Virumandi Re-watch

I recently discovered The Other Banana, a podcast on non-Hindi Indian movies, and was blown away by the competence of the reviewers, not to mention the refreshing focus on movies overshadowed by the noisy nonsense that is big-budget Bollywood. (Not that I don’t enjoy some B’wood nonsense myself but there is vastly more to Indian cinema and, living in the West as I do, I’m very often annoyed at how the two are conflated.) First of all, please go check them out: http://www.whereistheotherbanana.com/. (Needless to say, I also immensely love the name of the podcast.)

A pair of episodes that I particularly enjoyed were the ones discussing Virumandi, Kamal Hasan’s 2004 film, written, directed, and starred in by him. I saw this movie in 2011 and, at the time, thought it was a mighty attempt to subvert the traditional image of hero/villain, which ultimately failed because Kamal’s ego would never actually allow him to be the villain.

On re-watching it, I discovered just how wrong I was.

Subversion is not a goal with this movie. In fact, it doubles down on a very familiar message in Tamil & Hindi cinema, that of how the system takes advantage of the hapless, by making the hero not the one who uplifts the downtrodden but the downtrodden himself. The character Virumandi is so naive that at no point in the movie does he actually take a decision purely by himself. He only does as he’s told: by his grandmother, by Kothaala Thevar, by Annalakshmi, by Kothaala Thevar’s wife, by Nallama Naicker, by Peikaaman, by Dr. Angela, and finally by the jailor played by Nassar. Of these, only Kothaala Thevar’s wife even does him the courtesy of asking him (to lie in court in favour of her husband); all the others simply tell him what to do and he, trustingly, obeys. Which, of course, first lands him in jail with a death sentence and then, as he listens to more trustworthy folks, gets him out of it.

How did I miss this on my first watch? Well, I wasn’t paying enough attention to the song Karumathur Kattukulle, which tells the story of the deity Virumandi, who gullibly turns up to do a good deed for his sister Pechiamma and is tricked and imprisoned by her instead. Sounds familiar? Yeah. Similarly, this song (and Andha Kandamani which includes a persistent Veliye Vaa refrain) is vital to understand that Garbagruhatha Vittu Veliyerudhu Saami is not deification of Kamal Hasan (which I 100% thought it was on my first watch) but the setting right of a centuries-old wrong. Without the good folks at TOB, I wouldn’t even have known to pay attention to the song and the myth.

Without this vital context, you can read so much into this movie because there is so much there. A widely-held opinion, for example, is that it is about capital punishment. You can just as easily think it’s about caste politics, or violent feuds, or subversion attempts, or Rashomon-style truth-relativism. But while it contains all of those, it is about none of those.

Neil Gaiman once wrote about how to read Gene Wolfe. All of those instructions apply to watching this movie, especially the first two: everything you need to understand it is contained within, and yet, there is so much in there you can’t trust.

I’m so happy to finally feel like I get this movie, possibly only to be outdone by my happiness several years hence when I realise that no, I didn’t understand it then, but I do understand it now. Repeat ad infinitum.

_ _ _ _ _ _ _

**Assignment:** Write out everything in the Virumandi re-watch post from "Without this vital" down to "you can’t trust.", word for word.

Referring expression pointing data
_ _ _ _ _ _ _

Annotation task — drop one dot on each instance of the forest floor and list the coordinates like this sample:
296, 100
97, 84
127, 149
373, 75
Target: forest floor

_ _ _ _ _ _ _

**Written answer:**
Without this vital context, you can read so much into this movie because there is so much there. A widely-held opinion, for example, is that it is about capital punishment. You can just as easily think it’s about caste politics, or violent feuds, or subversion attempts, or Rashomon-style truth-relativism. But while it contains all of those, it is about none of those.

Neil Gaiman once wrote about how to read Gene Wolfe. All of those instructions apply to watching this movie, especially the first two: everything you need to understand it is contained within, and yet, there is so much in there you can’t trust.